▶ [Task instructions]: Report each line of the records below that contains the word "concrete". Copy every such line in full.

— begin Provided records —

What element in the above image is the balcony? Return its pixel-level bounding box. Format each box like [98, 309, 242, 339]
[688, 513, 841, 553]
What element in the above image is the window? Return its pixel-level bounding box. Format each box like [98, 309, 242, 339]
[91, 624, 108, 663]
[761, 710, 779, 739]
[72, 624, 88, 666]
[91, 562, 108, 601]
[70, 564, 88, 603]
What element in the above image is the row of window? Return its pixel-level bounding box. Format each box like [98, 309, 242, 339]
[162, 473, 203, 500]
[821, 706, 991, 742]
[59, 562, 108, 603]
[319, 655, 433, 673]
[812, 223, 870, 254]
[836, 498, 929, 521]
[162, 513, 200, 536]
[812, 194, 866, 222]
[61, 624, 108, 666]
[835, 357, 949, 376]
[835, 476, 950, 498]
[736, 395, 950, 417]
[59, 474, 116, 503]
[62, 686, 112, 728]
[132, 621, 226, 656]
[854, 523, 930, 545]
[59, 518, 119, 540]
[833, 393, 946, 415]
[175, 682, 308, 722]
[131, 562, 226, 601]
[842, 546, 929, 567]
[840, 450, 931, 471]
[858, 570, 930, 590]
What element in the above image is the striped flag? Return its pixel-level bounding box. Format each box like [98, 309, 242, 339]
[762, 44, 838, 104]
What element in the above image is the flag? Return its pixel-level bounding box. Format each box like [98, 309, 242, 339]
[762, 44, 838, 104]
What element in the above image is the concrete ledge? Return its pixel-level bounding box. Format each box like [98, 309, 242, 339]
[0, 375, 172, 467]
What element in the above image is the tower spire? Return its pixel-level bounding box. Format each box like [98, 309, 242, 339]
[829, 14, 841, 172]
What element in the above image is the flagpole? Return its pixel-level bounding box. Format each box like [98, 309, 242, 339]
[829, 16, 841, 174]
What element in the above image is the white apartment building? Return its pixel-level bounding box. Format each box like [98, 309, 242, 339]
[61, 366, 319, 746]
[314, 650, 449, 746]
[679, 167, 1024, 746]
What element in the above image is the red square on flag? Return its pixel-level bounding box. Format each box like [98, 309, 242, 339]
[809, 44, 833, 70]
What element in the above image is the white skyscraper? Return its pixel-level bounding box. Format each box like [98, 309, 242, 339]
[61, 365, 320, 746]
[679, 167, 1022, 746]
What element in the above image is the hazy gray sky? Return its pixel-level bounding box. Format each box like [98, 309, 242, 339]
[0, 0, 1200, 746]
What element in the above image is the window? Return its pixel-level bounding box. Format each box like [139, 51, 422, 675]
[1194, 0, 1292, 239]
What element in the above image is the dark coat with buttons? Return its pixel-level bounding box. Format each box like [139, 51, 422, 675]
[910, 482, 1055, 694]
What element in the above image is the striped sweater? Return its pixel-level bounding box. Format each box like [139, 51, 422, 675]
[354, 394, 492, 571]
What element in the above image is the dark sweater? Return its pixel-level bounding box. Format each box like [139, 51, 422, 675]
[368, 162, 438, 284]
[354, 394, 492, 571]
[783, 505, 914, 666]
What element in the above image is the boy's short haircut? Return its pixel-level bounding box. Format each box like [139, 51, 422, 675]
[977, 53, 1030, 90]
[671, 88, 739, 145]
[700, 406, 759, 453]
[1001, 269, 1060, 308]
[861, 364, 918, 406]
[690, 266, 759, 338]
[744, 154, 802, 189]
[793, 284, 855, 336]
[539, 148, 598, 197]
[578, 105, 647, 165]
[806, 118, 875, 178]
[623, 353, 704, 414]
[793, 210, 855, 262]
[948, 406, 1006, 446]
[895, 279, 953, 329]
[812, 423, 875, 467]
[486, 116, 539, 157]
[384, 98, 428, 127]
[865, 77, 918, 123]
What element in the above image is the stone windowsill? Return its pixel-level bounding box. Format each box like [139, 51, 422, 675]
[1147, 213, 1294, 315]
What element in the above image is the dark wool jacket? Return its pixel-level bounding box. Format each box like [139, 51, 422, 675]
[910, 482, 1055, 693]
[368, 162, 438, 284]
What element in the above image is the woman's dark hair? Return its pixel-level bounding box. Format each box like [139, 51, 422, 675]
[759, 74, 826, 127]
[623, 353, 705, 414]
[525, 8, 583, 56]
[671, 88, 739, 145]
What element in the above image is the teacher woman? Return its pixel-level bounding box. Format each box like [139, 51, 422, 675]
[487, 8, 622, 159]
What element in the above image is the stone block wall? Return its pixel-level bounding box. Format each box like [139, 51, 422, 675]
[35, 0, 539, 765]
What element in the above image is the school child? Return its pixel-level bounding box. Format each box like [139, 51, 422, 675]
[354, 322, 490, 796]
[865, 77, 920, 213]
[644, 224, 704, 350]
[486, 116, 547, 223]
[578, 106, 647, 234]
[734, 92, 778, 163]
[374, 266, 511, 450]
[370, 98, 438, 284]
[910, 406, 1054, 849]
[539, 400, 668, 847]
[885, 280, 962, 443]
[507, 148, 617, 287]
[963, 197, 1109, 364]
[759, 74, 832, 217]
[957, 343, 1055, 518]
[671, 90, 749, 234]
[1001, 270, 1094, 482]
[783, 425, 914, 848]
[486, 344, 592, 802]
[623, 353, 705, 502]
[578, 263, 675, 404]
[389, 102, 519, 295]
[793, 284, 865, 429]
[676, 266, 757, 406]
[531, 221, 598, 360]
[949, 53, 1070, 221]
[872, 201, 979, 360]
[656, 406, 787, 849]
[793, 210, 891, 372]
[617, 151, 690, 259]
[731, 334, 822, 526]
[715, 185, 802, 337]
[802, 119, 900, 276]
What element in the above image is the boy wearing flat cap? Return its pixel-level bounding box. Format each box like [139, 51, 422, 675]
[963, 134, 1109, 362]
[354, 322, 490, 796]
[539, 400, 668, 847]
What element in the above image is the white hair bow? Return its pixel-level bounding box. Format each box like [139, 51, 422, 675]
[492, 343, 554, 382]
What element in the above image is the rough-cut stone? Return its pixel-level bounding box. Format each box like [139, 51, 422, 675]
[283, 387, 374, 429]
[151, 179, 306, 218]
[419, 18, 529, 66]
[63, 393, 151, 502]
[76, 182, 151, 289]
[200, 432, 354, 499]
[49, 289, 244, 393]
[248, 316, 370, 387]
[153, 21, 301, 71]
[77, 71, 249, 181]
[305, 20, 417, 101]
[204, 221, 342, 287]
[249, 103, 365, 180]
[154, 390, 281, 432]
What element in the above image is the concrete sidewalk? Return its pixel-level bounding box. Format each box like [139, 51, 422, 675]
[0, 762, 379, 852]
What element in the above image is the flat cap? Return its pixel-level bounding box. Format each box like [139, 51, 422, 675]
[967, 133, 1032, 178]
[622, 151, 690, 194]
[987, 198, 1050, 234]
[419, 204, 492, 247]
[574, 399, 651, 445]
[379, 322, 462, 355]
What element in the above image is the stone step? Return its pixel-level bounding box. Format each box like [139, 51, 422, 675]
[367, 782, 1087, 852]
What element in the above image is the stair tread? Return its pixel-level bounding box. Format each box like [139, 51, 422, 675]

— end Provided records —

▶ [Correct response]:
What element in the above image is the concrete ledge? Return its pixel-level bounding box. Format each box like [98, 309, 242, 339]
What element in the above image is the concrete sidewalk? Return its pixel-level bounding box. Format each box like [139, 51, 422, 675]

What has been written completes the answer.